Which lines in the data below contain the string "woman"? Locate each one and copy it out in full.

*RECORDS PROVIDED*
━━━━━━━━━━━━━━━━━━━━
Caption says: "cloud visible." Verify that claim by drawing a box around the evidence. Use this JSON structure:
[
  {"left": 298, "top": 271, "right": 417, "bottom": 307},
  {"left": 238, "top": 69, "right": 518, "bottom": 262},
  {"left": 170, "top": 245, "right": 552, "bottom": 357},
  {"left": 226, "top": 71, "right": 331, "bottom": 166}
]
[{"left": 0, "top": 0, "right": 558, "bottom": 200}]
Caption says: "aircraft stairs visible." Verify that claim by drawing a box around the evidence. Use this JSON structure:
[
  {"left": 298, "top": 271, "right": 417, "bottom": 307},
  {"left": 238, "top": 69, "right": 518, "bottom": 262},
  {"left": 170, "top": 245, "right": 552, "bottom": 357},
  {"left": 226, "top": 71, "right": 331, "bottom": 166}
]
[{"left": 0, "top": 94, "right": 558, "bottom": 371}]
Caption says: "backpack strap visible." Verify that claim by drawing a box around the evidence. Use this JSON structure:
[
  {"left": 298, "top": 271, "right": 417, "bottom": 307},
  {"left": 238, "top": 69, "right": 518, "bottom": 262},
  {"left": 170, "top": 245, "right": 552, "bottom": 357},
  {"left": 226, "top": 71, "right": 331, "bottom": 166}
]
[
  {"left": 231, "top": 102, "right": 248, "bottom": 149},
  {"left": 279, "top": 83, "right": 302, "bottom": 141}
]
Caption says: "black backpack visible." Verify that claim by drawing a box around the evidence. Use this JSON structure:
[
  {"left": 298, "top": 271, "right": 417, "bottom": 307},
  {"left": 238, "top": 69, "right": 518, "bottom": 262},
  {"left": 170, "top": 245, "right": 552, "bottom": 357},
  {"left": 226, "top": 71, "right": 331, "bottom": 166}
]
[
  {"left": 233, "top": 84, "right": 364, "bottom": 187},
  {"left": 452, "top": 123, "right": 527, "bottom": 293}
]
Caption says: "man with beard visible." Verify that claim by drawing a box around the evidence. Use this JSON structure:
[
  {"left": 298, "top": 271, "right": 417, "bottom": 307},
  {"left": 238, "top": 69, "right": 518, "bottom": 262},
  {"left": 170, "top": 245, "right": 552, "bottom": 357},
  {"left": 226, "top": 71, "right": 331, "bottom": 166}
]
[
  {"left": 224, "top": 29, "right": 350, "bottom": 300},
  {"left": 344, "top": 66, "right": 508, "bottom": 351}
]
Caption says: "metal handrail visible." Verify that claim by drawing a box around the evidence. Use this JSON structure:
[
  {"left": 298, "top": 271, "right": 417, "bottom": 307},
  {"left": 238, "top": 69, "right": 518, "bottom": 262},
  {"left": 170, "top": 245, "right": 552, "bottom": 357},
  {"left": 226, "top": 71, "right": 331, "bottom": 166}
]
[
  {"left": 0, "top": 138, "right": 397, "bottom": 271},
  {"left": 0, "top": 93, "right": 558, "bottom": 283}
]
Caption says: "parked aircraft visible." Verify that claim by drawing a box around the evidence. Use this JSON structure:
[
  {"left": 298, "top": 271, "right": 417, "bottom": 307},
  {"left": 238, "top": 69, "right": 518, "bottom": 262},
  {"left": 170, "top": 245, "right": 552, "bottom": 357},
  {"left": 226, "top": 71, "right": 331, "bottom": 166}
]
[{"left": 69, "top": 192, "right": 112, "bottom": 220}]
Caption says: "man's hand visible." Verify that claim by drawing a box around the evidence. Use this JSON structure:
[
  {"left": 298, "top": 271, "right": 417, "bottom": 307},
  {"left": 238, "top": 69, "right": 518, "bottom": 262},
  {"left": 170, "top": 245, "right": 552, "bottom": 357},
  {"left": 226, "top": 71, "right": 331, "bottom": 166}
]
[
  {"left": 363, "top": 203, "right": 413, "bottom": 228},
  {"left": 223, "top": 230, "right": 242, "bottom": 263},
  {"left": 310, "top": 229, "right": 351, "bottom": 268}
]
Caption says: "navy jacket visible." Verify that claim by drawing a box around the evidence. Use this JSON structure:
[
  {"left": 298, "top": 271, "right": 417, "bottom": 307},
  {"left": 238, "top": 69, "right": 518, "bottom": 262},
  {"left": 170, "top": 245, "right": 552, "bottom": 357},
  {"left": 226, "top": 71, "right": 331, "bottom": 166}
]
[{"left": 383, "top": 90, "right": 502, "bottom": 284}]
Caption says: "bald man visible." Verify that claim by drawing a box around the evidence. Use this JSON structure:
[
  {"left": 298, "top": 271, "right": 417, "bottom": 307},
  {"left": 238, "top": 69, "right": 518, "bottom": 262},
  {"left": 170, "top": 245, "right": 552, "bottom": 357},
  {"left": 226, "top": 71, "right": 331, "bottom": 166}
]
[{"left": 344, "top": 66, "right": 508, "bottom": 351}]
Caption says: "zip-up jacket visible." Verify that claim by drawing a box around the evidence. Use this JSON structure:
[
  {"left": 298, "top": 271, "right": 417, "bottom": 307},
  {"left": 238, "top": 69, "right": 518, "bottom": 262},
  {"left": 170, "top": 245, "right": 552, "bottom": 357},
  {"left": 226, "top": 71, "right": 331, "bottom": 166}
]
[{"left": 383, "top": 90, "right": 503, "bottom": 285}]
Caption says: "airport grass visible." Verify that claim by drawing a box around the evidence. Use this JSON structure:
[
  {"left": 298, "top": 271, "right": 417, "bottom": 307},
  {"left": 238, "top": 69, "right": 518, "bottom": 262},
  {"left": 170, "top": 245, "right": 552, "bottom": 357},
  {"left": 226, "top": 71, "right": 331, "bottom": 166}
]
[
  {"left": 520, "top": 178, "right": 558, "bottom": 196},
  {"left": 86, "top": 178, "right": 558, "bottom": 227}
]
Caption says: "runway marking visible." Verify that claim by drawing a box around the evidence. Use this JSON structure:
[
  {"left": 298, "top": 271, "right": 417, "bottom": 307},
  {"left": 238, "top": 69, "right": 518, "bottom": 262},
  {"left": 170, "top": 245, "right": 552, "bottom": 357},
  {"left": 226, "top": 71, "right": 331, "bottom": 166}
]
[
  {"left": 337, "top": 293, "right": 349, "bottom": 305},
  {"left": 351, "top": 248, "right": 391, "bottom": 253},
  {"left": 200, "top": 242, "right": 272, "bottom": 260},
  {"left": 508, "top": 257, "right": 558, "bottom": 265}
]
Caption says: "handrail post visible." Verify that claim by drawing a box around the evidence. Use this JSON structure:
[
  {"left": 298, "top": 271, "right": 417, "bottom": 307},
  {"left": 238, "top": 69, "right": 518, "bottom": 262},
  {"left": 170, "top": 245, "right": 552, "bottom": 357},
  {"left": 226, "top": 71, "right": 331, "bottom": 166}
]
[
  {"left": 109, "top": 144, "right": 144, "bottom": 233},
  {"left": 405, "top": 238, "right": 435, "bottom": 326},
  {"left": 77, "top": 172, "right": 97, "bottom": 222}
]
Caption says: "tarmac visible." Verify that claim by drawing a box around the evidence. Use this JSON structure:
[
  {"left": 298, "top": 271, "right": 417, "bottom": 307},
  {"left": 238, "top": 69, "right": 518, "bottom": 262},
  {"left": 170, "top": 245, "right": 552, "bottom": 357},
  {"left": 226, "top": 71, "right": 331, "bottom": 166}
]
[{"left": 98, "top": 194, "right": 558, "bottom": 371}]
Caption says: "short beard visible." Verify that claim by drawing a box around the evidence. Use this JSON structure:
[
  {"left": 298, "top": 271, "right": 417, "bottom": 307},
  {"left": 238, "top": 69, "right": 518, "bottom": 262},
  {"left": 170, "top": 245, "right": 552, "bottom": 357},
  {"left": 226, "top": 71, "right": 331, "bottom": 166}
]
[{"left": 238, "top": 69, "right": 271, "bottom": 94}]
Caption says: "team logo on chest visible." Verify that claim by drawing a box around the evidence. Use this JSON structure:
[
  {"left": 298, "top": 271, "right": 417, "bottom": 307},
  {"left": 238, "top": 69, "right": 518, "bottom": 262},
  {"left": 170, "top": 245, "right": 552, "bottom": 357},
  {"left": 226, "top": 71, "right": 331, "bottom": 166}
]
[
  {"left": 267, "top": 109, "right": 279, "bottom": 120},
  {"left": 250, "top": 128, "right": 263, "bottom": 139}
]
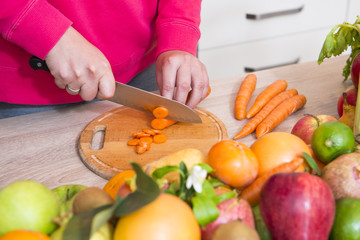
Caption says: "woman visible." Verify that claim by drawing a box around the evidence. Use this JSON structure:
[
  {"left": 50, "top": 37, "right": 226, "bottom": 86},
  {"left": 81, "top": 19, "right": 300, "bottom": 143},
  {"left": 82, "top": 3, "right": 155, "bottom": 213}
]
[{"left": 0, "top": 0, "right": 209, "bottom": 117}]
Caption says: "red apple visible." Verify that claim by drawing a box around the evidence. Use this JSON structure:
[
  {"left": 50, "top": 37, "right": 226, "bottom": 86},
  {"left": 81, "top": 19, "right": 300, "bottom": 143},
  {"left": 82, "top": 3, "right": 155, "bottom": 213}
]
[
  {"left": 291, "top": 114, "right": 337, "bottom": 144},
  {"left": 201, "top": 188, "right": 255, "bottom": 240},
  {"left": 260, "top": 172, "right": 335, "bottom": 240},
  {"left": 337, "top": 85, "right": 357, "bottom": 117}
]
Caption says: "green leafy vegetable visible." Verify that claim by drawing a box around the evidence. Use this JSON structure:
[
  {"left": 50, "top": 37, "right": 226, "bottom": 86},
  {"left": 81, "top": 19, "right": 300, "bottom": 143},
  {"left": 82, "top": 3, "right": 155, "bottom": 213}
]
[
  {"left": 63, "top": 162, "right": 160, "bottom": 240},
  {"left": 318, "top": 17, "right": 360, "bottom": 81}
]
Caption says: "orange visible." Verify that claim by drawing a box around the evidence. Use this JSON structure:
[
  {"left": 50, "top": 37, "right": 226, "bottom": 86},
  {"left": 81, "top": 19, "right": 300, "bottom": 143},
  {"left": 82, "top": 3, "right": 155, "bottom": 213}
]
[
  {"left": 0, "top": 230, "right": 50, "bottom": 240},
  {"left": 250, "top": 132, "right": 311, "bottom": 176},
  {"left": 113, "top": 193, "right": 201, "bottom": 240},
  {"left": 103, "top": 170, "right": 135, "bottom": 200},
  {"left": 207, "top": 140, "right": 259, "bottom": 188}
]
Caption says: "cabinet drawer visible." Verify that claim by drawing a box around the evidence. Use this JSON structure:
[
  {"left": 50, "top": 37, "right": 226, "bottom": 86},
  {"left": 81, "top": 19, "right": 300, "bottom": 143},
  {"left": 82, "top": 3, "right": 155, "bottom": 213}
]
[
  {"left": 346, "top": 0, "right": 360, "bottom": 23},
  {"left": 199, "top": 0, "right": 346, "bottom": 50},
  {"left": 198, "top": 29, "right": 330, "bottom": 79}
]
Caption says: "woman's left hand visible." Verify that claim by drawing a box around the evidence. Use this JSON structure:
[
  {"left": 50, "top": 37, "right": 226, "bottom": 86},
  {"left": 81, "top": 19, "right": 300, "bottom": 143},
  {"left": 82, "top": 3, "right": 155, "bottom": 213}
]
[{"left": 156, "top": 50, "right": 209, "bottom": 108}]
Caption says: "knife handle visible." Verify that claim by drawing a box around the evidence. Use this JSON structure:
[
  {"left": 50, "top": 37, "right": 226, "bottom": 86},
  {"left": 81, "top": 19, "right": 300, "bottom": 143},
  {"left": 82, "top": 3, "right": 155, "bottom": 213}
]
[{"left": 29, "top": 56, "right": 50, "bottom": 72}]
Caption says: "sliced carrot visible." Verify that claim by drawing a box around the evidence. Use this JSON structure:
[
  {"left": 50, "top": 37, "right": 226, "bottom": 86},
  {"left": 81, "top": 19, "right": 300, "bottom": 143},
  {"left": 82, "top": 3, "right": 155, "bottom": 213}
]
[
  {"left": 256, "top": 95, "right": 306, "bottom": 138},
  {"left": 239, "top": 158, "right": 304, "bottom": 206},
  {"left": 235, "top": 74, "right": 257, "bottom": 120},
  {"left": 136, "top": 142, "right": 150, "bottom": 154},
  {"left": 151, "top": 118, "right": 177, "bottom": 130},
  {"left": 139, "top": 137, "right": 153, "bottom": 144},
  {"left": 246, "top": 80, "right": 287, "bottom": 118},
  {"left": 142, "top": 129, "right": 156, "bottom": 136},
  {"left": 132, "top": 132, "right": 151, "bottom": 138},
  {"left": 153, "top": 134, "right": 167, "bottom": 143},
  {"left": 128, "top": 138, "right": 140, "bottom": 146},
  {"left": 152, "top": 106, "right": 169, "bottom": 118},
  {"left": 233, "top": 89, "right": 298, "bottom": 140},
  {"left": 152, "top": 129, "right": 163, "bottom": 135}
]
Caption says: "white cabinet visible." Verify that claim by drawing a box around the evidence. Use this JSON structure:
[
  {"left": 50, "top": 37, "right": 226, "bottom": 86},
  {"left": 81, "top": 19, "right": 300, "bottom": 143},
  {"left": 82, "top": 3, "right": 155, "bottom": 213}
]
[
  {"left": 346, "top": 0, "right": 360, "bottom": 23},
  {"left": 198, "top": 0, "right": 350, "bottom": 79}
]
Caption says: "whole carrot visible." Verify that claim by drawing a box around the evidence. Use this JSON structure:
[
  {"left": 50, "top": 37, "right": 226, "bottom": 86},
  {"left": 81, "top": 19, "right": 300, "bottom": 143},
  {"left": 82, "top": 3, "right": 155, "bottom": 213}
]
━━━━━━━━━━━━━━━━━━━━
*SOLUTION FOR THIS PROBLEM*
Caption says: "woman visible." Verify that claim by drawing a box around the evidence. Use this JSON structure:
Caption says: "woman's left hand visible." Verify that claim by drawing a box around the evidence. Use this JSON structure:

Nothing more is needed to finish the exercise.